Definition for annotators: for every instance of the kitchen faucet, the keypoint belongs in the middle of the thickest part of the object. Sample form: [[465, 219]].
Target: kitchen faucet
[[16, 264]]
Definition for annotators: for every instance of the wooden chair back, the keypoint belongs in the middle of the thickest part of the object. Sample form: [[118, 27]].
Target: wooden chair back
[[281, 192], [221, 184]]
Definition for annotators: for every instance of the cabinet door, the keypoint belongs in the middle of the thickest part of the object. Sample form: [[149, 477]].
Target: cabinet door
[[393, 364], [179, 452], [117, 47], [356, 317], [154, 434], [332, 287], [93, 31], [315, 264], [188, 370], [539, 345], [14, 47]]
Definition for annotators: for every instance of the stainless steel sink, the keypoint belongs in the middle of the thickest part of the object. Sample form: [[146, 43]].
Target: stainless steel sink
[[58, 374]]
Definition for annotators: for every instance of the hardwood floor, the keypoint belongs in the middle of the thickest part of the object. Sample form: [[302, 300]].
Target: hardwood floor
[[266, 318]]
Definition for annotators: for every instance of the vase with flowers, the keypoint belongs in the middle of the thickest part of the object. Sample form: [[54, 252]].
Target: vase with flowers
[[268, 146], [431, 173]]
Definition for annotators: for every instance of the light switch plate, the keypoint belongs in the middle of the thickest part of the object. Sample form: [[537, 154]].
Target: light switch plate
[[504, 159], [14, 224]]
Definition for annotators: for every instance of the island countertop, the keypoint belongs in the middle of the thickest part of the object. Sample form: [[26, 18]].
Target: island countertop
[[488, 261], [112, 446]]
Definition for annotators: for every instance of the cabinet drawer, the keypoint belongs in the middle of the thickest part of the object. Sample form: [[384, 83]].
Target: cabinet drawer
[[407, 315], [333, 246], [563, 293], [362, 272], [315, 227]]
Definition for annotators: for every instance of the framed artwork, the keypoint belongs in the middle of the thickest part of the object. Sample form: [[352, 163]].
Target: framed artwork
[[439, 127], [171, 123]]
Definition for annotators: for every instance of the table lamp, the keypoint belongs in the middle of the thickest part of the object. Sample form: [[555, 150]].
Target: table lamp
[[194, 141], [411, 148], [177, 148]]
|---|
■ Task details:
Rewrite the records from their first line through the line containing "345], [14, 47]]", including that line, as a numbered list with any blank lines left out.

■ Response to the task:
1. Definition for annotators: for every instance of the kitchen faucet, the keypoint belongs in the middle of the thickest part of the object. Sample form: [[465, 219]].
2. Target: kitchen faucet
3. [[16, 264]]
4. Definition for annotators: for every instance of the wooden chair back, the keypoint belongs in the middle of the thickest part of the object. Sample form: [[118, 27]].
5. Target: wooden chair back
6. [[281, 192], [221, 184]]
7. Definition for annotators: for every instance of the cabinet door, the keypoint belongs in the middle of the thickest part of the object. Sample form: [[149, 477]].
8. Target: cabinet door
9. [[393, 364], [179, 452], [117, 47], [356, 317], [154, 434], [332, 287], [93, 31], [315, 264], [188, 370], [539, 345], [14, 47]]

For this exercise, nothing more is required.